** start Entries supplied **

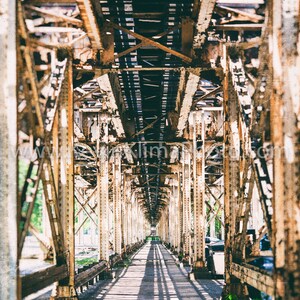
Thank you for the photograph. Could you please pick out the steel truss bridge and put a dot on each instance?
(176, 116)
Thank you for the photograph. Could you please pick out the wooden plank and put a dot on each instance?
(36, 281)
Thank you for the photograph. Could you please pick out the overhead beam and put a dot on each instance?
(203, 20)
(60, 17)
(152, 42)
(239, 27)
(259, 279)
(90, 23)
(36, 281)
(190, 89)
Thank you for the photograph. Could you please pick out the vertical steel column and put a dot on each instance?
(186, 201)
(102, 188)
(180, 213)
(66, 177)
(199, 190)
(285, 134)
(8, 158)
(117, 201)
(231, 179)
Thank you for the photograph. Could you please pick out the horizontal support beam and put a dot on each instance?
(87, 275)
(194, 70)
(50, 14)
(36, 281)
(152, 42)
(259, 279)
(239, 27)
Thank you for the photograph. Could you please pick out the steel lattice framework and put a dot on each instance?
(129, 115)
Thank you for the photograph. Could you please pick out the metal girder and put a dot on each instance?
(284, 44)
(255, 277)
(8, 158)
(90, 23)
(117, 201)
(188, 91)
(206, 8)
(138, 46)
(59, 17)
(198, 126)
(36, 281)
(186, 203)
(102, 192)
(231, 181)
(152, 42)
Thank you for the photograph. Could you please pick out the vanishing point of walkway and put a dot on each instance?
(153, 274)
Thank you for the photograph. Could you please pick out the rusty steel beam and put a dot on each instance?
(89, 274)
(186, 96)
(36, 281)
(152, 42)
(205, 11)
(198, 127)
(255, 277)
(8, 159)
(90, 23)
(138, 46)
(59, 17)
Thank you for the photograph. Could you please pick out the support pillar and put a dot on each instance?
(8, 159)
(117, 202)
(102, 189)
(199, 189)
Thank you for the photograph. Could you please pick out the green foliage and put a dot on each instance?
(37, 214)
(231, 297)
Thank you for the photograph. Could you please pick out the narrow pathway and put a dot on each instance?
(153, 274)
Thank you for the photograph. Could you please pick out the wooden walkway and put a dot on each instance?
(153, 274)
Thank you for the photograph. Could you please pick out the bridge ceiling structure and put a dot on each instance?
(125, 116)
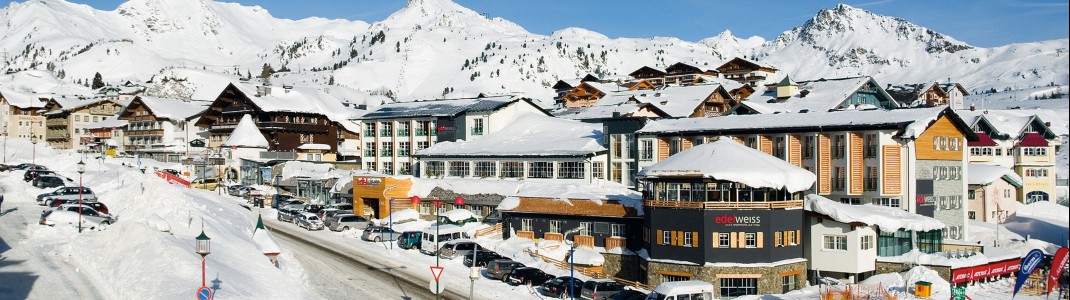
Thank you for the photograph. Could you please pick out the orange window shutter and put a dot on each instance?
(856, 163)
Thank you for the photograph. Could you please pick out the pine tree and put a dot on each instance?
(97, 80)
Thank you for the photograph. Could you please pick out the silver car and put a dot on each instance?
(308, 221)
(345, 222)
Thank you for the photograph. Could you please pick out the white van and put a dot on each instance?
(446, 233)
(683, 290)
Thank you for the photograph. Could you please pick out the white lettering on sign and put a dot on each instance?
(367, 181)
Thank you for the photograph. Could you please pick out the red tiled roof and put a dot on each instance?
(982, 140)
(1033, 139)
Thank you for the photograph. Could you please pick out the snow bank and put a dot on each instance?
(729, 160)
(887, 219)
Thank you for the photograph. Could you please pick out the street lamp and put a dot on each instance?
(571, 261)
(81, 169)
(390, 205)
(203, 248)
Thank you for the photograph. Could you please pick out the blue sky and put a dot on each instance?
(982, 23)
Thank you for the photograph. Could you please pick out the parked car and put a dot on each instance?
(457, 248)
(499, 268)
(48, 181)
(286, 214)
(66, 193)
(94, 205)
(345, 222)
(378, 234)
(409, 240)
(683, 289)
(600, 289)
(205, 183)
(69, 214)
(482, 257)
(636, 295)
(308, 221)
(559, 287)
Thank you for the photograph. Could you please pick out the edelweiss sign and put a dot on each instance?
(732, 220)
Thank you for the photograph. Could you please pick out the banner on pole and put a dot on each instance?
(1057, 263)
(1029, 263)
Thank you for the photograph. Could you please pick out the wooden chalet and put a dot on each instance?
(286, 129)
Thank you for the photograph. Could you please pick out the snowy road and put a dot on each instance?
(338, 273)
(35, 271)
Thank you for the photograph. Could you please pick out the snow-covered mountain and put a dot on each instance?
(432, 48)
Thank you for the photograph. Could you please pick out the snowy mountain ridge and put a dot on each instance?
(434, 48)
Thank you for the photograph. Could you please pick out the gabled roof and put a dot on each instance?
(814, 95)
(681, 68)
(984, 175)
(246, 134)
(21, 100)
(449, 107)
(644, 69)
(911, 122)
(169, 108)
(730, 161)
(529, 135)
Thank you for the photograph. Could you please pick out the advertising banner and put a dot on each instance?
(1029, 263)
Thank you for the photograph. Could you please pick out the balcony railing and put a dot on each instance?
(718, 206)
(838, 183)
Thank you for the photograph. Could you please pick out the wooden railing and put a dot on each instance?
(716, 206)
(526, 235)
(489, 230)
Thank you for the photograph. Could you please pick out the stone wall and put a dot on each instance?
(625, 267)
(768, 282)
(882, 267)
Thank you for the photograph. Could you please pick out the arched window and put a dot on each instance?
(1036, 196)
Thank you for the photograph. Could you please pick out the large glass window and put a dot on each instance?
(737, 287)
(540, 169)
(513, 169)
(459, 168)
(893, 243)
(571, 169)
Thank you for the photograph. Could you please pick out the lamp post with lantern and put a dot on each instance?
(203, 248)
(81, 169)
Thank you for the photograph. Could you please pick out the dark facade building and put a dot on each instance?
(727, 214)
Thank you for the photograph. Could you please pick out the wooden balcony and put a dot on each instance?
(720, 206)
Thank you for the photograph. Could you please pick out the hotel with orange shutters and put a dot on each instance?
(912, 159)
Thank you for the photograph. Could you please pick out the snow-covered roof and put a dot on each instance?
(314, 147)
(529, 135)
(297, 100)
(246, 134)
(107, 123)
(21, 100)
(730, 161)
(171, 108)
(911, 121)
(440, 107)
(983, 175)
(813, 95)
(888, 219)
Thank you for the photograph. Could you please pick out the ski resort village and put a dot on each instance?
(178, 149)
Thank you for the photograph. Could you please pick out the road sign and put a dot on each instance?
(204, 294)
(436, 287)
(959, 293)
(437, 271)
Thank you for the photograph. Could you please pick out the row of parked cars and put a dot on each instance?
(65, 205)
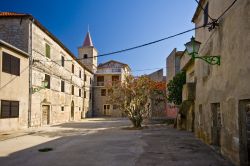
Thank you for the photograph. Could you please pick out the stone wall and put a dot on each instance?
(225, 84)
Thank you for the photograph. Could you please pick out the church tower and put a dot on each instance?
(87, 53)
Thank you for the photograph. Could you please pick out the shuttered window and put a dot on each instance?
(47, 50)
(10, 64)
(72, 90)
(47, 78)
(80, 92)
(9, 109)
(62, 86)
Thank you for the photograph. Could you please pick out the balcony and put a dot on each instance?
(100, 84)
(109, 71)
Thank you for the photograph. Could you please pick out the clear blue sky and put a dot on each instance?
(115, 25)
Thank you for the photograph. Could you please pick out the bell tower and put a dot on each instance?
(87, 53)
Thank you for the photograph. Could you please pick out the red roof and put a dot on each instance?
(88, 41)
(12, 14)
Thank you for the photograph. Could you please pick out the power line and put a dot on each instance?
(213, 24)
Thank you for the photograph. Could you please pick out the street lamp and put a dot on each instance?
(193, 47)
(44, 85)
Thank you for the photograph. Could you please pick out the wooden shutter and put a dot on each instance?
(14, 113)
(6, 63)
(62, 86)
(47, 78)
(15, 66)
(47, 47)
(5, 109)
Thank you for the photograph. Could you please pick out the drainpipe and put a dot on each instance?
(30, 70)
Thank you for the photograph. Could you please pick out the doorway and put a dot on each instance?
(106, 109)
(244, 132)
(72, 111)
(216, 127)
(45, 115)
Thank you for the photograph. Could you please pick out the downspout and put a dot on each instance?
(30, 70)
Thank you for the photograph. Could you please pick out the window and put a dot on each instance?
(72, 89)
(103, 92)
(100, 80)
(11, 64)
(80, 73)
(9, 109)
(206, 15)
(62, 61)
(47, 50)
(73, 68)
(80, 92)
(85, 77)
(115, 79)
(47, 78)
(115, 106)
(62, 86)
(84, 94)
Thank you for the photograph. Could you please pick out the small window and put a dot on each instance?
(80, 92)
(47, 79)
(73, 68)
(47, 50)
(80, 73)
(103, 92)
(62, 86)
(85, 77)
(62, 61)
(10, 64)
(205, 15)
(85, 94)
(72, 90)
(9, 109)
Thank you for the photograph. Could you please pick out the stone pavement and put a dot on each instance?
(101, 142)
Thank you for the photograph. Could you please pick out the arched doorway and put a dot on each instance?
(72, 110)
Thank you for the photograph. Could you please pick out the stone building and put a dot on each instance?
(106, 74)
(157, 107)
(172, 68)
(14, 70)
(59, 84)
(222, 103)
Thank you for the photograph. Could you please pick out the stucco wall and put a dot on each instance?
(15, 88)
(228, 83)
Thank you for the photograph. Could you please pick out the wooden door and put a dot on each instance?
(244, 132)
(45, 115)
(216, 128)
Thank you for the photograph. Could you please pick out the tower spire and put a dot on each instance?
(88, 41)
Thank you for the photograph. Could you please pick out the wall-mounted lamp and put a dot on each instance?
(193, 47)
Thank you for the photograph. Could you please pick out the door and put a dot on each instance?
(244, 132)
(216, 128)
(72, 111)
(45, 114)
(106, 109)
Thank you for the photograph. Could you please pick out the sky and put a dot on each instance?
(115, 25)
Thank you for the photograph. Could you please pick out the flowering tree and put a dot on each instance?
(132, 97)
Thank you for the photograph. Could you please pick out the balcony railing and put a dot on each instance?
(105, 71)
(100, 83)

** end Entries supplied **

= Problem to work on =
Copy out exactly the lines running from the line with "out the window" to the end of the records, inclusive.

= Task answer =
Thank you for the photograph. Could you please pick out the window and put a dot on each instance?
(72, 89)
(103, 92)
(100, 80)
(11, 64)
(80, 73)
(9, 109)
(206, 15)
(62, 61)
(47, 50)
(73, 68)
(80, 92)
(85, 77)
(115, 79)
(47, 78)
(115, 106)
(62, 86)
(84, 94)
Thank you for the photograph. Could you please pick out the small window and put a dot on each instance?
(80, 92)
(47, 79)
(73, 68)
(47, 50)
(80, 73)
(103, 92)
(62, 86)
(85, 77)
(62, 61)
(10, 64)
(205, 15)
(85, 94)
(72, 90)
(9, 109)
Thank you for the photograph. Could you please pick out the stone pavement and put a dot on each instance?
(101, 142)
Thank you for the photograph. Could you please pick out the arched doorway and put a dot on each instance?
(72, 110)
Thank you for the photograph. Could you please pick out the stone building and put a dot on each instance?
(106, 74)
(157, 107)
(172, 68)
(14, 70)
(59, 84)
(222, 103)
Thank you for the photograph. Could you please pick out the stucco wall and put a dot on each instance?
(15, 88)
(228, 83)
Thank you for the photograph. Could you please pick out the wooden door and put a dot on each instance?
(244, 132)
(45, 115)
(216, 128)
Thank you for the photograph. Could you please pick out the tower spire and put a dot on each instance?
(88, 41)
Thank you for the photograph. Could you please pick out the wall-mounted lamp and put a dot on each instance?
(193, 47)
Thank you for the photograph. Could you please pick out the door and put a dot on each instance?
(244, 132)
(216, 128)
(72, 111)
(45, 114)
(106, 109)
Thank you for the photograph. Could you please pick out the sky and put a dot on each instance?
(115, 25)
Thank you for the photograph. Could you please pick out the flowering tree and put a dot on each instance?
(132, 97)
Thank you for the photograph. Could you please pick out the balcony railing and put a dot on each instance?
(105, 71)
(100, 83)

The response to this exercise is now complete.